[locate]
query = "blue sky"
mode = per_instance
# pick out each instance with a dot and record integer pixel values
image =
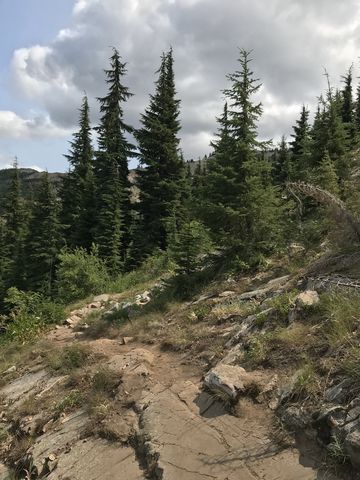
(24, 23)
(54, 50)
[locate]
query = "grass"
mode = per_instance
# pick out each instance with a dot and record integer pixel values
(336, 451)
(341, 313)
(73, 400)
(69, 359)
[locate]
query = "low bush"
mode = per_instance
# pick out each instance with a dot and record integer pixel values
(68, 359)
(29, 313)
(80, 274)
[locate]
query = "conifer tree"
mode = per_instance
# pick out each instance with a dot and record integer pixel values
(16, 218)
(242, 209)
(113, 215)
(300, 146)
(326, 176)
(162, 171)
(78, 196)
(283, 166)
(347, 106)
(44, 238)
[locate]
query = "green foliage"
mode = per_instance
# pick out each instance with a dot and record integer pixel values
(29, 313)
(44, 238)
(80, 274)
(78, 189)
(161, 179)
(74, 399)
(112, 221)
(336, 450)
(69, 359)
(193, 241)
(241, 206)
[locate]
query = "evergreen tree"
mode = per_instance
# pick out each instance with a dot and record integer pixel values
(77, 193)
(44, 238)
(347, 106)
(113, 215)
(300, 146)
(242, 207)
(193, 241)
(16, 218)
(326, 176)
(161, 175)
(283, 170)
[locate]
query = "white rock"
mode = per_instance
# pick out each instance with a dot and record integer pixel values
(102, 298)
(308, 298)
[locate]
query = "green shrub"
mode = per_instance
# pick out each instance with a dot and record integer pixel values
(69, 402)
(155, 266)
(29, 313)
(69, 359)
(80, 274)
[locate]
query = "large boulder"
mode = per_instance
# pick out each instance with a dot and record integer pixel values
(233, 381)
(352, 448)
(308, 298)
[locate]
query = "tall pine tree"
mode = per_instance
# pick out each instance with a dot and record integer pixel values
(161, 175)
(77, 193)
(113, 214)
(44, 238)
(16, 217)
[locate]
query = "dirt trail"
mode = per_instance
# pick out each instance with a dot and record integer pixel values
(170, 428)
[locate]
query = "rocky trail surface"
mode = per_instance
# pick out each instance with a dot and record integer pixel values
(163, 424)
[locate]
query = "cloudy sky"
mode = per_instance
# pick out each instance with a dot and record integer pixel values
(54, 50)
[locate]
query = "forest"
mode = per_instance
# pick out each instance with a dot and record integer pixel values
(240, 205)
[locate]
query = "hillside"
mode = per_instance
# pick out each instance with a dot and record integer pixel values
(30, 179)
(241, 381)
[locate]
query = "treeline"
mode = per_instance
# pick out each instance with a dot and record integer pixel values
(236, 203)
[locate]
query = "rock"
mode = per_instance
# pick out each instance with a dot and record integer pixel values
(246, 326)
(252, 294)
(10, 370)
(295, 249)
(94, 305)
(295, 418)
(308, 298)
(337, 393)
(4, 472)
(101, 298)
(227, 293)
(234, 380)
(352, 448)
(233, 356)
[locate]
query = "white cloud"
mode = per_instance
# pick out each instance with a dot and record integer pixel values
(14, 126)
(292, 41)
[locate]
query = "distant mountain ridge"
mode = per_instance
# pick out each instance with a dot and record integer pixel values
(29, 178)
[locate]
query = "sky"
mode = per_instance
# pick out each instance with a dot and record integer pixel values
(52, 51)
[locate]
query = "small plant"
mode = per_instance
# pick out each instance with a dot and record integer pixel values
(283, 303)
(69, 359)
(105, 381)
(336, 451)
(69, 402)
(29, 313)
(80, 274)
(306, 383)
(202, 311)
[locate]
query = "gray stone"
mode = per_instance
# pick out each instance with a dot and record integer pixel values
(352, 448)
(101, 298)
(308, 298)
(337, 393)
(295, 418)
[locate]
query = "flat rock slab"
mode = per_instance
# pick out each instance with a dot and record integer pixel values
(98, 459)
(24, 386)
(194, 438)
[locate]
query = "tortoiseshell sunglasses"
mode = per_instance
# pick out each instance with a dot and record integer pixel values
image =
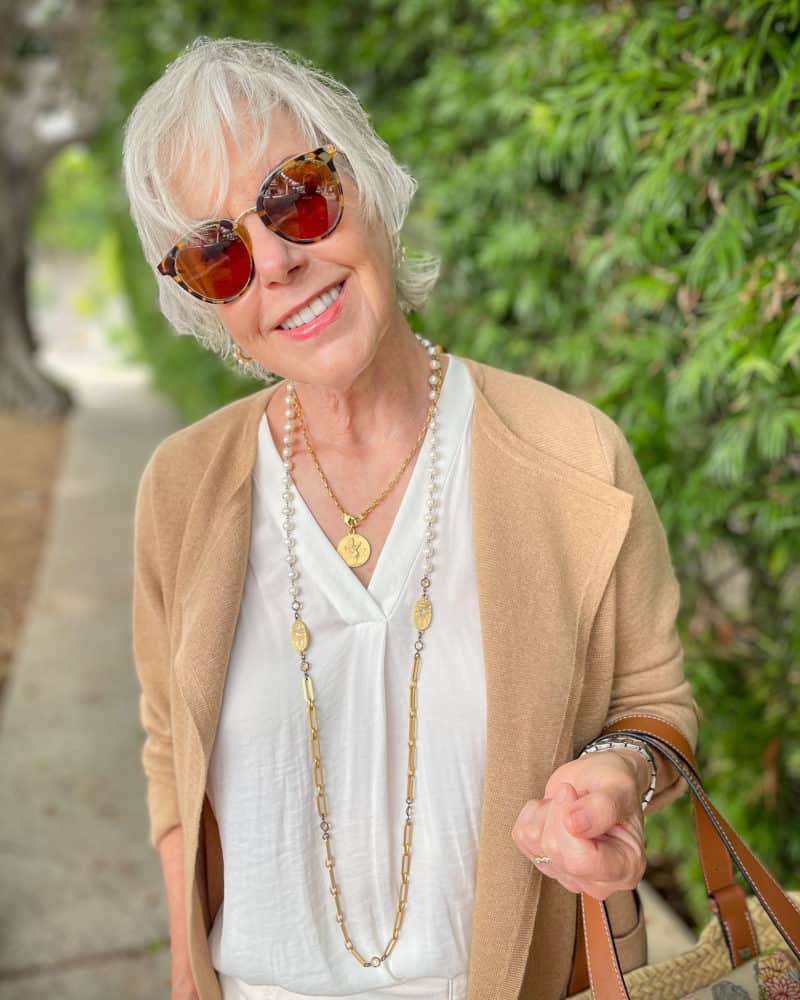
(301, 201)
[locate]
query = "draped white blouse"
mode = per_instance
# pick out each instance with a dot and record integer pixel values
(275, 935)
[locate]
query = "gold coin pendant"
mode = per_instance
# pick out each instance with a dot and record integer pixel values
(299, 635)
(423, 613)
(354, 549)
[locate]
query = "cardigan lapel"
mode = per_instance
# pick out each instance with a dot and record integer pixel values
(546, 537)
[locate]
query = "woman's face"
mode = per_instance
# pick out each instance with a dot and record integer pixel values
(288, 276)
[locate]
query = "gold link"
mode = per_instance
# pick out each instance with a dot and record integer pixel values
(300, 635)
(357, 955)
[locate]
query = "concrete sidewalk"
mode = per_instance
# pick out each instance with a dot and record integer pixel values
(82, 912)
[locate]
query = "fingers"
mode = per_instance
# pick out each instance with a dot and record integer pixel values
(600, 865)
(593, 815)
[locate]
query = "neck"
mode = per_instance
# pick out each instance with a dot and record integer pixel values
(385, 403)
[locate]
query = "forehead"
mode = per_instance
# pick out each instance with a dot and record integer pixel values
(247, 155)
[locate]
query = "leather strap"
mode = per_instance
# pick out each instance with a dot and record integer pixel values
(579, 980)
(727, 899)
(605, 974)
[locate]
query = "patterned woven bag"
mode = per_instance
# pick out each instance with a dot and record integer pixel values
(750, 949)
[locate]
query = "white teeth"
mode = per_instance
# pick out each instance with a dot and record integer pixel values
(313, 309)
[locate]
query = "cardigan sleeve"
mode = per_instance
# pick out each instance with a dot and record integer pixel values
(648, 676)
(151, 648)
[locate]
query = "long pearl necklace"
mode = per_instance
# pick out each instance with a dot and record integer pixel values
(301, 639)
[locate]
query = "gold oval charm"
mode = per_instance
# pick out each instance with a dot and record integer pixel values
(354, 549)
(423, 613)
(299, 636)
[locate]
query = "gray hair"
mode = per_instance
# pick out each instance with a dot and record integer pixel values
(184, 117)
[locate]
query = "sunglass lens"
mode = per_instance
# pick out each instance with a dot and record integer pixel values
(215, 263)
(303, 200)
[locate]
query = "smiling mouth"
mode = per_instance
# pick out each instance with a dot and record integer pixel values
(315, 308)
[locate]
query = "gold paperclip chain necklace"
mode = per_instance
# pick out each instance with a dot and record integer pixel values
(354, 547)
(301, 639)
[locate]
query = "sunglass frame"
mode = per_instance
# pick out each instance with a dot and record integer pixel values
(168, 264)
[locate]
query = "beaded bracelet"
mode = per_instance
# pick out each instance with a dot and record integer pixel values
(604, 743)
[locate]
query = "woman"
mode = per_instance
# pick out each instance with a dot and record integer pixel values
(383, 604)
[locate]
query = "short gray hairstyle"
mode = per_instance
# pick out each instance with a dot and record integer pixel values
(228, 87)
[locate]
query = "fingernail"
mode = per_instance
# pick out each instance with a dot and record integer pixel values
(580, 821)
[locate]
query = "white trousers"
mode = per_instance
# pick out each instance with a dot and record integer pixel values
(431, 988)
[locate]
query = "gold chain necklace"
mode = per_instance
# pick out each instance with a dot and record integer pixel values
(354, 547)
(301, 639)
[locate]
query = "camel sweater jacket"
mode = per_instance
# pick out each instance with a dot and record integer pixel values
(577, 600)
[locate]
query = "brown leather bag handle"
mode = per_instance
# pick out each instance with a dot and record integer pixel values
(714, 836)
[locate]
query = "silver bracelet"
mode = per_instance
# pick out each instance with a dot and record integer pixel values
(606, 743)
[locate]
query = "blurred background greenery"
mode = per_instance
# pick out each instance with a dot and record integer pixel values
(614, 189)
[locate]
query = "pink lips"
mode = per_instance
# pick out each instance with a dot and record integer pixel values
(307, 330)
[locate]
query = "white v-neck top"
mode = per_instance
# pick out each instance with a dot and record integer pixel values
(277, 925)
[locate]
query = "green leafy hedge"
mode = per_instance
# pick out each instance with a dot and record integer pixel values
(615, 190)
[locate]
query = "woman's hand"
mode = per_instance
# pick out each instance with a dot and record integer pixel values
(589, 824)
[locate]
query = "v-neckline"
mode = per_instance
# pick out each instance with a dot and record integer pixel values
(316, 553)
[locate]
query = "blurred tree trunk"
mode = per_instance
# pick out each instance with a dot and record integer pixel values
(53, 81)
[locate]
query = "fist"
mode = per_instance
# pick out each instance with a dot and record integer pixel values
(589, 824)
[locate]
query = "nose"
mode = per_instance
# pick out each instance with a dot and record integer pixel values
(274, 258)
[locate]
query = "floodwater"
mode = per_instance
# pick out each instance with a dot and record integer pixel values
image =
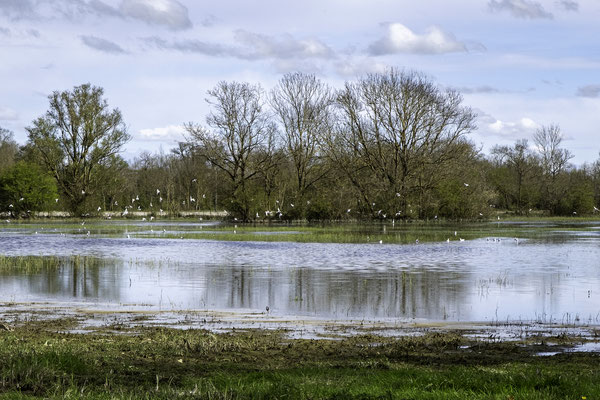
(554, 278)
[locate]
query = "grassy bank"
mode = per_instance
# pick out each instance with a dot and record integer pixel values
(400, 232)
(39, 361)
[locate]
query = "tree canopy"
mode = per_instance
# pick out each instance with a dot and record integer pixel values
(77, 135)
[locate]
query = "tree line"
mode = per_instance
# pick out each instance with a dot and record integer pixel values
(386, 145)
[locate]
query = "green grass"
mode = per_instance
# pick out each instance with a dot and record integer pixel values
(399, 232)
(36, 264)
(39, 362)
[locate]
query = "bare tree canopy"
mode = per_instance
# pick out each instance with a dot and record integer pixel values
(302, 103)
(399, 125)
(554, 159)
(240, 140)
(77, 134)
...
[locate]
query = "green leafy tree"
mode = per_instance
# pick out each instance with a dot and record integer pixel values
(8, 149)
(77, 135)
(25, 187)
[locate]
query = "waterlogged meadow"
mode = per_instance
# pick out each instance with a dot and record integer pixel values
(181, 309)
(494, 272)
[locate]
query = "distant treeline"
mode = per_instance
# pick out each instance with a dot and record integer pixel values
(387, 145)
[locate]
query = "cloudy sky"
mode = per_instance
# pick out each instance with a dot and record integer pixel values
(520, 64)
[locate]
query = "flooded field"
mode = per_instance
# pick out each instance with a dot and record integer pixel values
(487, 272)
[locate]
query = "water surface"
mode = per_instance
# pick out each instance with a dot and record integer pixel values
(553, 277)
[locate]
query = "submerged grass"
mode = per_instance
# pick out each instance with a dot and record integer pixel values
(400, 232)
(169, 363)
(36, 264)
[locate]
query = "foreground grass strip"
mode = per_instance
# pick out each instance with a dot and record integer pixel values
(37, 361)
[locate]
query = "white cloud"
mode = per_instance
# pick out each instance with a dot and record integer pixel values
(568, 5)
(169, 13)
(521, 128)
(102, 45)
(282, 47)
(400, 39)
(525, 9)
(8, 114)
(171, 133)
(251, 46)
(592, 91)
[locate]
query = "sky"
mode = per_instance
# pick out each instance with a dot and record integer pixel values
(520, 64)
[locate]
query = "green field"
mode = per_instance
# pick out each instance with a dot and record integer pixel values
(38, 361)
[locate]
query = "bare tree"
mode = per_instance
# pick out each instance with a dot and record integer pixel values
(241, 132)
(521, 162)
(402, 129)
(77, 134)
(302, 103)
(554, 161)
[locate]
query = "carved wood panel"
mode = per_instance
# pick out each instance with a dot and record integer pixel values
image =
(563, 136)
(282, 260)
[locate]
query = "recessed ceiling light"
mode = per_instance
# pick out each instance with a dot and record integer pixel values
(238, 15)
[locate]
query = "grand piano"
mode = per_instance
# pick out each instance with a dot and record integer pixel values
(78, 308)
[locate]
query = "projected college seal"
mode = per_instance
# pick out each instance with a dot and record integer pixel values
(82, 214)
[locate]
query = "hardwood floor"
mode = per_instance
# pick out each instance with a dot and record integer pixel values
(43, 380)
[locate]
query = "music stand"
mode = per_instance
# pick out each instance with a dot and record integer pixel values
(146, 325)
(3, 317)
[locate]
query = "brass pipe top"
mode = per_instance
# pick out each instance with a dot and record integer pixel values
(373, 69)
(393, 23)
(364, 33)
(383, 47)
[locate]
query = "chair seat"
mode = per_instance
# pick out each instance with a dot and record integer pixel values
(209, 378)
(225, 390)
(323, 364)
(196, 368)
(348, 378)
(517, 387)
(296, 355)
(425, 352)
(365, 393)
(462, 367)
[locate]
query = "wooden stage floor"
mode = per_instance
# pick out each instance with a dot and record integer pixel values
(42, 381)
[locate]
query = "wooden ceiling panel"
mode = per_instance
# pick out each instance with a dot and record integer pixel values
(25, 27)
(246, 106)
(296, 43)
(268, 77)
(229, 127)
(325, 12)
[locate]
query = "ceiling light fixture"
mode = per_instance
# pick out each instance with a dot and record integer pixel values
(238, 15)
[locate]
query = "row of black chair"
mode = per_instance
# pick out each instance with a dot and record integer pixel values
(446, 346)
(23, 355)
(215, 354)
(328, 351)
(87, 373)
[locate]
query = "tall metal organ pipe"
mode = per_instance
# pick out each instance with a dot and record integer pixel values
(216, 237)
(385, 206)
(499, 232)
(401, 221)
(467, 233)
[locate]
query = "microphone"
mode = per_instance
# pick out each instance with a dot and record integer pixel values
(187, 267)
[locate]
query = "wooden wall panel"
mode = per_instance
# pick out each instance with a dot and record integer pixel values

- **WHAT THIS TASK INVOLVES**:
Pull out each line in the records above that contains the word "chain".

- **SOLUTION FOR THIS EXERCISE**:
query = "gold paperclip chain necklace"
query = "gold chain necklace"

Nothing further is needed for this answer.